• **Direction**
Transcribe the entries below exactly; leave every image out.

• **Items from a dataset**
^^^^^^^^

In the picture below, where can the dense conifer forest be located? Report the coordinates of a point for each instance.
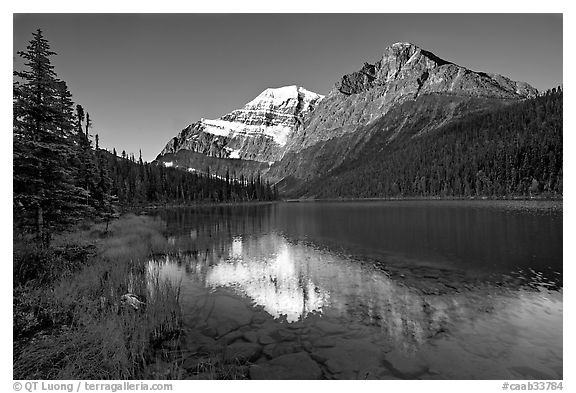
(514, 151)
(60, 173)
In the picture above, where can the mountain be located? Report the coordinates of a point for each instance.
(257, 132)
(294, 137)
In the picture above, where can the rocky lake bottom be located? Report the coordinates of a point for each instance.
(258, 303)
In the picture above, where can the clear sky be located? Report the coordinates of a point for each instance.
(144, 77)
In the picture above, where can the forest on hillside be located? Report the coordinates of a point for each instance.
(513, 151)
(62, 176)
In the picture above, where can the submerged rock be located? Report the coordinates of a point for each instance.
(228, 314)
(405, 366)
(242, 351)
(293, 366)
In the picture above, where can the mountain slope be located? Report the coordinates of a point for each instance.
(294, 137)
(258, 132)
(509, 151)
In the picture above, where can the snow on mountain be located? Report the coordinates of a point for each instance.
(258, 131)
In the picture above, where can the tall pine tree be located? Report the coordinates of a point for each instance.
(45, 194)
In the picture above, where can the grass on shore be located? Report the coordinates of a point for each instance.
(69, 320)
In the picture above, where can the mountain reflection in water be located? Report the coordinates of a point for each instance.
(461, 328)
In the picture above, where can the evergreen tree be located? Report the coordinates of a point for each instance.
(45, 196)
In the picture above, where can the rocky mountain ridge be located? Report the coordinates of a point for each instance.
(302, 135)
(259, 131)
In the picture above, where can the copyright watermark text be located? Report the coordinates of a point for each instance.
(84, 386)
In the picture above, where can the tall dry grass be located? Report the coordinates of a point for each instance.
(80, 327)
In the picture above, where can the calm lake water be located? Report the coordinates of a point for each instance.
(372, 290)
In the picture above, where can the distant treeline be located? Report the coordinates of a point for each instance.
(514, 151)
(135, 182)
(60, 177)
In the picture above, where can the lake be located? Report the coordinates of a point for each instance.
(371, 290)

^^^^^^^^

• **Reply**
In the picture below, where can the dense conifer forest be located? Report the coordinates of a point for each instance.
(514, 151)
(60, 173)
In the picture above, where can the mountain be located? Report the coordinates of a point for each instance.
(257, 132)
(294, 137)
In the picture above, where can the rocky lake bottom be located? Report the coordinates of a point for each instance.
(258, 303)
In the picture above, where can the clear sky be located? Report the coordinates of a point for each instance.
(144, 77)
In the picture above, where can the forest on hillside be located? Report the coordinates of a point for each instance.
(513, 151)
(62, 176)
In the picture above, where can the submerged rock be located? Report the coordinates of a point for each instance.
(228, 314)
(405, 366)
(242, 351)
(293, 366)
In the picture above, where can the mountain slope be located? Report the coordinates of a point for each instance.
(294, 137)
(258, 132)
(509, 151)
In the picture above, where can the snow on mountain be located? Report the coordinates of a point for each instance.
(258, 131)
In the picture above, where can the tall pine tree be located? Report the coordinates of a point for each instance.
(45, 194)
In the picture above, where can the grass on shore be located? Report the coordinates of a point for each instance.
(69, 320)
In the picture above, where can the mountain reflection in water be located? Report the coordinates of a point for each instance.
(461, 328)
In the picture above, where can the evergreen tree be located? Report the coordinates of a point for each instance.
(45, 196)
In the picture above, where can the rocky mountain ridge be located? Report the coordinates of a point for each instance.
(302, 135)
(259, 131)
In the picture above, where can the copyright watermark text be located? Report the coordinates of a point for each instance.
(84, 386)
In the picture above, where can the tall dry grass be located? Report the coordinates of a point for each instance.
(80, 327)
In the picture above, where can the calm lake water be located? Report the coordinates of a point for each instance.
(372, 290)
In the picture above, where can the distant treeline be located? Report the coordinates of a point for each instance.
(514, 151)
(135, 182)
(60, 177)
In the picture above, where can the lake be located? Report the coordinates of a point for each instance.
(371, 290)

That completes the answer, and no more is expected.